-- START OF Data excerpts --

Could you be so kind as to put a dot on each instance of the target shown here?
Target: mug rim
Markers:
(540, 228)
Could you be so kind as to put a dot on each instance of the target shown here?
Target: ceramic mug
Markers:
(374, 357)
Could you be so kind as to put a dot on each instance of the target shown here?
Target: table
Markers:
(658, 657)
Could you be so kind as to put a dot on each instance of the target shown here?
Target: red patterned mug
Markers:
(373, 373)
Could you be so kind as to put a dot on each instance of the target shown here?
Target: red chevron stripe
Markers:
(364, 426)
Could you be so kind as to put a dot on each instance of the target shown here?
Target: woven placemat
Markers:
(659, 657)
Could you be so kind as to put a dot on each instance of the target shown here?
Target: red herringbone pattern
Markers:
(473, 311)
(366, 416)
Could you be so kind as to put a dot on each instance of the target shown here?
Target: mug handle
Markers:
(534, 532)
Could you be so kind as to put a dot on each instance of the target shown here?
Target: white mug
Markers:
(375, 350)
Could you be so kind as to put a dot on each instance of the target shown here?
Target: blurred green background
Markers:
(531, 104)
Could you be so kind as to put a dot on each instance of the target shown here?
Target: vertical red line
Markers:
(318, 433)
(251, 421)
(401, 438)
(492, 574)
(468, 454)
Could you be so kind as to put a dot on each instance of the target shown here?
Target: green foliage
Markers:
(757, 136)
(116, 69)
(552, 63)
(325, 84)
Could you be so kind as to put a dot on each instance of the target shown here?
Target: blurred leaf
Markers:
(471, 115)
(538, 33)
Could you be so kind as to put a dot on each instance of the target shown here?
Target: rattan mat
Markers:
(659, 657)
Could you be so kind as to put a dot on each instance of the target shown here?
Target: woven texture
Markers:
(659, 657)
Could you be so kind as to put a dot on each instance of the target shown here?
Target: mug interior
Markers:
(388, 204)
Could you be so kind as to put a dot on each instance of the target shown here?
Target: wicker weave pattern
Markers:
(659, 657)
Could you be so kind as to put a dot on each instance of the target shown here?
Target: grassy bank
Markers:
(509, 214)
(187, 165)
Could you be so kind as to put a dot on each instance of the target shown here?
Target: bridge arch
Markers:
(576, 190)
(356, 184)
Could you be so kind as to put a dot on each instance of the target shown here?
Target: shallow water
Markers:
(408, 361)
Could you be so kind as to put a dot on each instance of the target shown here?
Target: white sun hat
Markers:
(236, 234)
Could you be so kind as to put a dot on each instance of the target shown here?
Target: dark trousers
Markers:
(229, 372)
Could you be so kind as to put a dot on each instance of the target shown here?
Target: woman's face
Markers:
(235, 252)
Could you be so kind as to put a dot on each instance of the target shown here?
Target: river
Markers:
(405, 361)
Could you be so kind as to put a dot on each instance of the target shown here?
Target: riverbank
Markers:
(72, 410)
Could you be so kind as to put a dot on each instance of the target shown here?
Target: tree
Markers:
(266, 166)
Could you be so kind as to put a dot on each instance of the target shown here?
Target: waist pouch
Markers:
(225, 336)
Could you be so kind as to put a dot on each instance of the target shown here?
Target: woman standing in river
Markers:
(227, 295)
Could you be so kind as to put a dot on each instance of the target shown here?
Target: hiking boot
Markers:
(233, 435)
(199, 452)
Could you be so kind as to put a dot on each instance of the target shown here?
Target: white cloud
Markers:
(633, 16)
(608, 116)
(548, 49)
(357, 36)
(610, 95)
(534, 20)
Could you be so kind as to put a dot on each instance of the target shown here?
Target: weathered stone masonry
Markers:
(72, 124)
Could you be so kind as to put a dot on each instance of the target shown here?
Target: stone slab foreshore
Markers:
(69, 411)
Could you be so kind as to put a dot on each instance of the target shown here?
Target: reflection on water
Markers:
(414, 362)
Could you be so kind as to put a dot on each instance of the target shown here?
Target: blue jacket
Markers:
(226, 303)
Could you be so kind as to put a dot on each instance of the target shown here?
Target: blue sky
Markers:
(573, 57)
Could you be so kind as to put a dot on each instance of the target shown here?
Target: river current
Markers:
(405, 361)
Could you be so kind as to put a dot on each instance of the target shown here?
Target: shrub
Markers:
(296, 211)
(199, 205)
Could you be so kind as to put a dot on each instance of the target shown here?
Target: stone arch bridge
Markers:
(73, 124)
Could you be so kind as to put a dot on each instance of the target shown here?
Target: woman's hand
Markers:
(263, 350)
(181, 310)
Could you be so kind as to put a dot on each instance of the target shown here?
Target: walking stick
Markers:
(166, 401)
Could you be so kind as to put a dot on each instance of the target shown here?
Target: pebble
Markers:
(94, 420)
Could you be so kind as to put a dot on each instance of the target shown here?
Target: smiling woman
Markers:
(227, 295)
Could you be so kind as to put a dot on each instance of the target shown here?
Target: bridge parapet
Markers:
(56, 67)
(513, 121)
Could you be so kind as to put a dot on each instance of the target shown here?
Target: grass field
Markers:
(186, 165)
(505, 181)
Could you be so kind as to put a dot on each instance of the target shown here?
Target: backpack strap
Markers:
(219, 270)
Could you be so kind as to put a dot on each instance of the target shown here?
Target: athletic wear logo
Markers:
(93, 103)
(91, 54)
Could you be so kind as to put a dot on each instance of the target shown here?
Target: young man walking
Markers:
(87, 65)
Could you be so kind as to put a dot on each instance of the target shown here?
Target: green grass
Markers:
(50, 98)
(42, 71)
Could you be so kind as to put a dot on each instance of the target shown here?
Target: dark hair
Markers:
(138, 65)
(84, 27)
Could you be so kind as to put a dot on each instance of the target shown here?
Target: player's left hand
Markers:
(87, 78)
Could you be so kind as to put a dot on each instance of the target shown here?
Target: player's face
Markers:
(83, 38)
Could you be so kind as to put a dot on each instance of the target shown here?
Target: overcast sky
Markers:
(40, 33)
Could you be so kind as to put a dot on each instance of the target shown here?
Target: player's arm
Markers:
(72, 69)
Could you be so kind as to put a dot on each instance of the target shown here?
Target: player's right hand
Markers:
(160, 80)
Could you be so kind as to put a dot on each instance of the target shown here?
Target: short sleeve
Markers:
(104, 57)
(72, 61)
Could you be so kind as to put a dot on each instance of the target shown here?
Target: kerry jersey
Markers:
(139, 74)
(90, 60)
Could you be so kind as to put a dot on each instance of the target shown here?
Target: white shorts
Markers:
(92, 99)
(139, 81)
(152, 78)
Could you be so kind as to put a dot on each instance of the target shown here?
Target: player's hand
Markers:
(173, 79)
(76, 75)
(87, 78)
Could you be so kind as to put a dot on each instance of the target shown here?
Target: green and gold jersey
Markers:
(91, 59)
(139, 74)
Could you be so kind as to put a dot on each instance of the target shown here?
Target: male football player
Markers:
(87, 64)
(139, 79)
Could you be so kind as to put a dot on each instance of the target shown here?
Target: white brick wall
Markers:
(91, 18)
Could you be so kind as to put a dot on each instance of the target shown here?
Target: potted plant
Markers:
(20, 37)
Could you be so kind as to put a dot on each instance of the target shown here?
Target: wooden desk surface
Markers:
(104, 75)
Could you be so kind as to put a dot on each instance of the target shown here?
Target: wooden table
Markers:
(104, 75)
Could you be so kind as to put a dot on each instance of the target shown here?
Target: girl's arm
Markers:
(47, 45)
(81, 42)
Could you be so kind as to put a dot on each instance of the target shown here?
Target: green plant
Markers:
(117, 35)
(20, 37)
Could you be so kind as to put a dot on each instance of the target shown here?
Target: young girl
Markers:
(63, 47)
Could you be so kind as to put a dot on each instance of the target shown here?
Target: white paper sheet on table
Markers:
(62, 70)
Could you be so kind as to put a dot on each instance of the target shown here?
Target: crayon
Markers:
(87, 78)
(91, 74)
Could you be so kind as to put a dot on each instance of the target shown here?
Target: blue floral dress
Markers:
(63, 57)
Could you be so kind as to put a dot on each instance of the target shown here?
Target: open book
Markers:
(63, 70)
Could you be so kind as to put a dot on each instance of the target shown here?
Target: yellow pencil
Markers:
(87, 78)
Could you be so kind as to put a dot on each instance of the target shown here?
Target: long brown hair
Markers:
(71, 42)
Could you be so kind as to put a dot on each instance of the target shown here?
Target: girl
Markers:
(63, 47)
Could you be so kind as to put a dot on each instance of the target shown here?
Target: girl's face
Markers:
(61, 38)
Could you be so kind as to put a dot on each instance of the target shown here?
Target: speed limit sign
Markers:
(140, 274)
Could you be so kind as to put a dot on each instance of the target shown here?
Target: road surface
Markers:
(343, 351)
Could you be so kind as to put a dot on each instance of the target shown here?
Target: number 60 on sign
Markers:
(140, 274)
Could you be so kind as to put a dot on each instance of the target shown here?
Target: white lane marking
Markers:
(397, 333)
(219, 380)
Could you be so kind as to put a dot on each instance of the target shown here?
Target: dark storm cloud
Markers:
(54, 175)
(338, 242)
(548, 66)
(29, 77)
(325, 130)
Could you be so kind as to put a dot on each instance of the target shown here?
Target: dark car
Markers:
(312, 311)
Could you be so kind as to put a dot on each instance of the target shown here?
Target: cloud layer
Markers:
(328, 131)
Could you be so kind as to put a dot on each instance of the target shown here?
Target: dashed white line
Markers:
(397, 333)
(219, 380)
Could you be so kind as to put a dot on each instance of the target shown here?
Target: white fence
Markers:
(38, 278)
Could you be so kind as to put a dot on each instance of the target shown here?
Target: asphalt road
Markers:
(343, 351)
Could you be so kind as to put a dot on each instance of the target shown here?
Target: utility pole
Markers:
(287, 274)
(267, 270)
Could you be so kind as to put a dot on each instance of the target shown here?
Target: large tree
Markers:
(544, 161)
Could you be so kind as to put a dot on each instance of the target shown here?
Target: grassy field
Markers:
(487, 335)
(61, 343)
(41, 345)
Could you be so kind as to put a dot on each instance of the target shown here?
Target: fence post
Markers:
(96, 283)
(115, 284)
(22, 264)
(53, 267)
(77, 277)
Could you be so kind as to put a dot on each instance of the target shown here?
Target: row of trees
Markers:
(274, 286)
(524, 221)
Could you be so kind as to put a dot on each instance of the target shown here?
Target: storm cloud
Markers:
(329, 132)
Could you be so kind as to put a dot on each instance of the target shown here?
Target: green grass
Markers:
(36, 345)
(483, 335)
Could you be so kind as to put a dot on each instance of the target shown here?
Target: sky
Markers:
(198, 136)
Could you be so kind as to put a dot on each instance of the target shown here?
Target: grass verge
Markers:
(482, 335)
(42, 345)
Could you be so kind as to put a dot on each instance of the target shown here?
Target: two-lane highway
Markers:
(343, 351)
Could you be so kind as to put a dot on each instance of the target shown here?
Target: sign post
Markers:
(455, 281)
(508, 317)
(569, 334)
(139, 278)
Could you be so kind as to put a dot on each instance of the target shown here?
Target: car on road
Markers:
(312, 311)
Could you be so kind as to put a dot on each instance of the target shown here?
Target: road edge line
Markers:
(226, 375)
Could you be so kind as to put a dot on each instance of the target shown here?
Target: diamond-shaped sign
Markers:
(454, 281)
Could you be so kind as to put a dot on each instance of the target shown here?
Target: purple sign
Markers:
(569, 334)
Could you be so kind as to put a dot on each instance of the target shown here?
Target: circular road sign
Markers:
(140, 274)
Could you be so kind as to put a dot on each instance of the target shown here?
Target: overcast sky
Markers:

-- END OF Data excerpts --

_Task directions_.
Pull out every line of the listing that contains the string "green", and copy each one in full.

_Answer to this problem_.
Target: blurred green background
Target: green foliage
Target: green grass
Target: green and gold jersey
Target: green plant
Target: green grass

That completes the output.